Task to complete: Return each line of the records below unchanged, character for character.

Some records:
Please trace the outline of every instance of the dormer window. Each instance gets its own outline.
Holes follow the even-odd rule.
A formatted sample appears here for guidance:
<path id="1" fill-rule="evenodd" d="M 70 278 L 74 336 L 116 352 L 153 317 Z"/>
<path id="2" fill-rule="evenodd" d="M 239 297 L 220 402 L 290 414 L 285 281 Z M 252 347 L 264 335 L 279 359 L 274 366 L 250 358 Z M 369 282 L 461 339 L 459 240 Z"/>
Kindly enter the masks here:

Solution to this task:
Please trace the outline of every instance of the dormer window. Each instance gets its own outline.
Holes follow the even-odd rule.
A formatted sample appears here for guidance:
<path id="1" fill-rule="evenodd" d="M 70 278 L 74 336 L 116 352 L 153 317 Z"/>
<path id="2" fill-rule="evenodd" d="M 239 297 L 220 402 L 290 414 L 285 281 Z M 252 347 L 264 335 L 279 359 L 274 366 L 250 358 Z M 369 282 L 461 339 L 459 240 Z"/>
Kindly enter the masks here:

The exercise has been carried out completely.